- [CHALLENGES]:
- 1) Please write out the part of the Ahrens Building passage that begins at the words "The Ahrens Building" and stops after "Landmark in 1992.".
- 2) Continue the Ahrens Building passage, starting right after its last sentence.

The Ahrens Building is a seven-story Romanesque Revival building in the Civic Center neighborhood of Manhattan, New York City. The building's design, by architect George Henry Griebel, blends polychrome brickwork, terra cotta and metal over a limestone base. The building was designated a New York City Landmark in 1992.

History
In 1879, liquor store owner Herman F. Ahrens purchased two properties at the corner of Elm and Franklin Streets from the William Briggs estate. The property contained two frame structures, a larger one at the corner (40 Franklin Street) and a smaller one facing Elm Street, where Ahrens moved his liquor store. In 1881, a municipal project to widen Elm Street would have forced the demolition of Ahrens' properties, leading him to develop the present-day Ahrens Building as a speculative development.

[Source data]

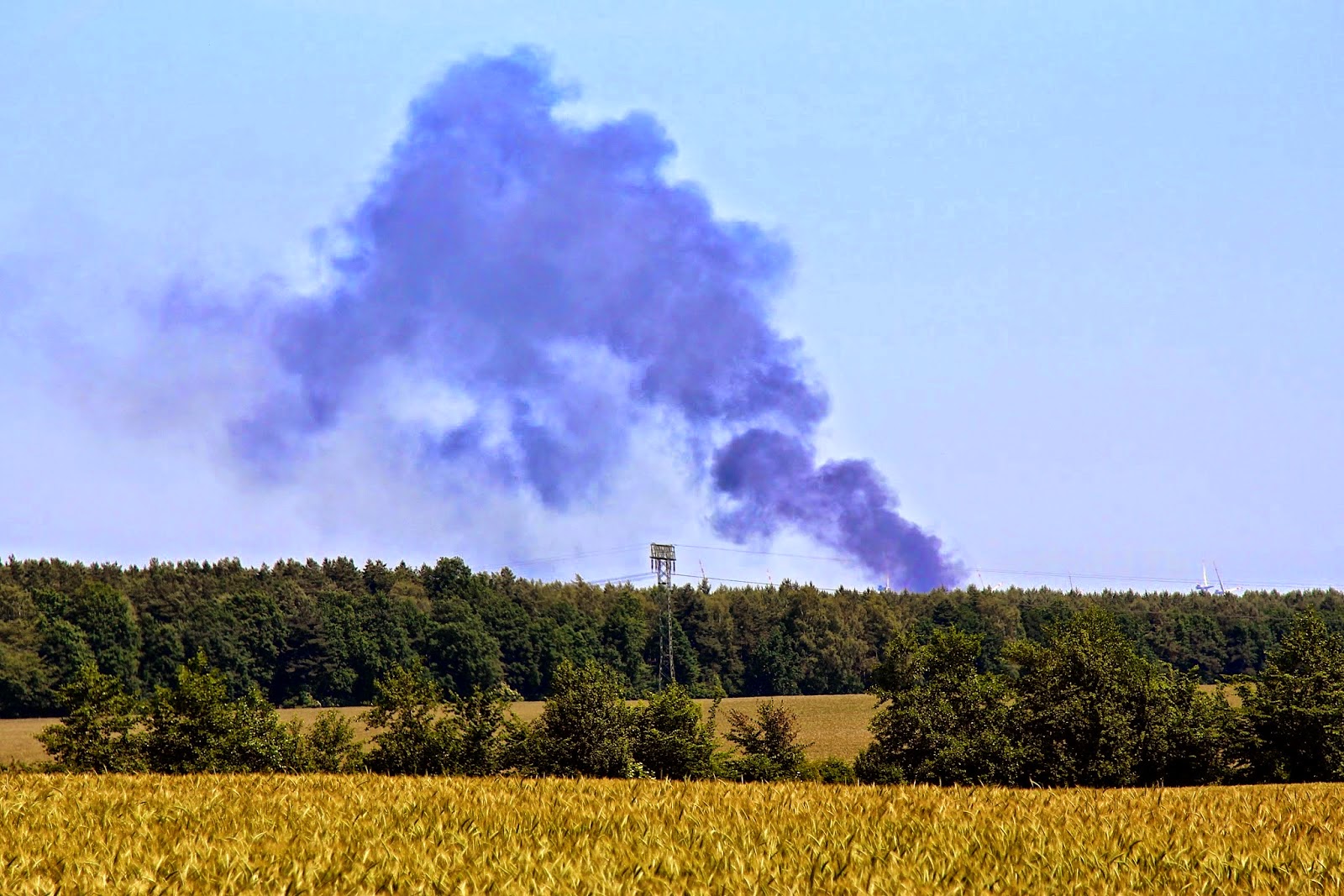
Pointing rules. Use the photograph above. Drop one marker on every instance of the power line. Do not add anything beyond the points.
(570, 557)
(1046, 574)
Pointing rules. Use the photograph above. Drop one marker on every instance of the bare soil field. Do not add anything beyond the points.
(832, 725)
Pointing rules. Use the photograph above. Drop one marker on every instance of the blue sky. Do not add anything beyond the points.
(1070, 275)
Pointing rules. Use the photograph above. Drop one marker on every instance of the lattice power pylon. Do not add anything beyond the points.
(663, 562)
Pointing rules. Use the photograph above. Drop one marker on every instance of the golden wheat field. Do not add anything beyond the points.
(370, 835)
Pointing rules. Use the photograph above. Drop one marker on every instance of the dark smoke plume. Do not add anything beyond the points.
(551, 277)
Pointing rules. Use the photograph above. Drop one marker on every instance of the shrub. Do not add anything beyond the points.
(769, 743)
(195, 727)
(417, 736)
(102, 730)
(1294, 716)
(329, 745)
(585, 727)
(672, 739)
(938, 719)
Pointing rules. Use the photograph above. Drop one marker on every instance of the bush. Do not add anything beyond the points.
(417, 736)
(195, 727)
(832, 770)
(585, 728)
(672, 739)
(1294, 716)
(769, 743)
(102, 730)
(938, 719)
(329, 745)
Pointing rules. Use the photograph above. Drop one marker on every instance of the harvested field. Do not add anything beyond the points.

- [TASK ANSWERS]:
- 1)
The Ahrens Building is a seven-story Romanesque Revival building in the Civic Center neighborhood of Manhattan, New York City. The building's design, by architect George Henry Griebel, blends polychrome brickwork, terra cotta and metal over a limestone base. The building was designated a New York City Landmark in 1992.

- 2)
Construction was briefly halted, after union workers walked off the job after learning of non-union steamfitter workers were involved in construction of the building. The Sprague Electric company installed six elevators for the building on February 16, 1895.

The Ahrens Building remained in the Ahrens family until 1968, when Morris and Herbert Moskowitz acquired the property. After the sale of the building, the upper floors (which were used as storage space since the 1940s) were renovated back to office space. The ground floor has housed several bars and restaurant since the 1960s.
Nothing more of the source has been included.